§ Given passage

—————

SkillKit.Eval.Case (SkillKit v0.3.0)

Copy Markdown View Source

Turns EVAL.md files and module-colocated @eval attributes into ExUnit tests.

use SkillKit.Eval.Case discovers eval cases at compile time and defines one test per case. Each generated test runs the case through SkillKit.Eval.Runner and asserts that all of its checks pass; a failure renders the failing checks and transcript via SkillKit.Eval.Result.failure_message/1.

defmodule MyApp.SkillEvalTest do
  # files: EVAL.md / *.eval.md under a directory
  use SkillKit.Eval.Case, dir: "test/evals"
end

defmodule MyApp.CodeEvalTest do
  # @eval attributes colocated in application modules
  use SkillKit.Eval.Case, modules: [MyApp.Greeter, MyApp.Billing]
end

Provide :dir, :modules, or both. Test names are qualified — by the eval file's directory ("greeter: greets the user by name") or by the module ("MyApp.Greeter: greets the user by name") — so cases don't collide.

Generated tests are tagged :eval. Because they drive a real agent (and an LLM judge), exclude them from the default suite and opt in explicitly:

# test_helper.exs
ExUnit.start(exclude: [:eval])

# run only the skill evals against a real provider
ANTHROPIC_API_KEY=... mix test --only eval

Options

  • :dir — directory to scan for EVAL.md / *.eval.md files, relative to the project root. An EVAL.md may set module: in its frontmatter to anchor the cache to that module's compiled hash (the sidecar pattern).

—————

§ Point-per-instance localization data
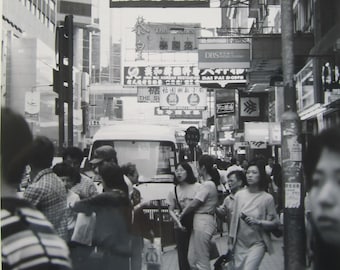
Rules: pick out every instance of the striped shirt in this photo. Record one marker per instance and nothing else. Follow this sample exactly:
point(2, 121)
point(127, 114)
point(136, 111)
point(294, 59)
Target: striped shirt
point(48, 194)
point(29, 240)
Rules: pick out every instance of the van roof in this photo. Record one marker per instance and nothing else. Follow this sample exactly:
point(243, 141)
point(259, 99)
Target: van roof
point(136, 132)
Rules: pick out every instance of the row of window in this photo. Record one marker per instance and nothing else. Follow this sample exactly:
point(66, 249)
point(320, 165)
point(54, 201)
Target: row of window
point(175, 45)
point(43, 10)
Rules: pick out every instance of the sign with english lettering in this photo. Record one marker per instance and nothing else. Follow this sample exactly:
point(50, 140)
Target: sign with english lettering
point(148, 94)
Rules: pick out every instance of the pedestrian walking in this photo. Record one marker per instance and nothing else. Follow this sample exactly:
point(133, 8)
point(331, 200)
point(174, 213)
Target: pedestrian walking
point(85, 188)
point(113, 220)
point(70, 177)
point(204, 206)
point(106, 153)
point(47, 192)
point(185, 190)
point(141, 227)
point(28, 239)
point(254, 215)
point(236, 181)
point(322, 166)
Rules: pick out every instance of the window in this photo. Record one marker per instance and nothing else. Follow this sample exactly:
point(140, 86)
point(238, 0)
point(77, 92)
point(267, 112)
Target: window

—————

Pick up the SkillKit.Eval.Case documentation after its final sentence, in the same style.

  • :modules — modules that use SkillKit.Eval and carry @eval attributes; their cases are collected via __skill_evals__/0.
  • :run — keyword options forwarded to SkillKit.Eval.Runner.run/2 (e.g. [timeout: 60_000, judge: false]).
  • :storage — storage provider to use while these eval tests run, default SkillKit.Storage.File. Eval skills are loaded from real files on disk, but the test environment otherwise configures in-memory storage; a per-test setup swaps the provider in (and restores it after) so colocated SKILL.md files resolve. Set to false to leave the configured provider untouched.

Because the agent and judge call a real provider, pin a provider URI via :run so eval cases don't fall back to the test mock:

use SkillKit.Eval.Case,
  dir: "skills",
  run: [
    model: "anthropic:claude-sonnet-4-6",
    judge_model: "anthropic:claude-sonnet-4-6"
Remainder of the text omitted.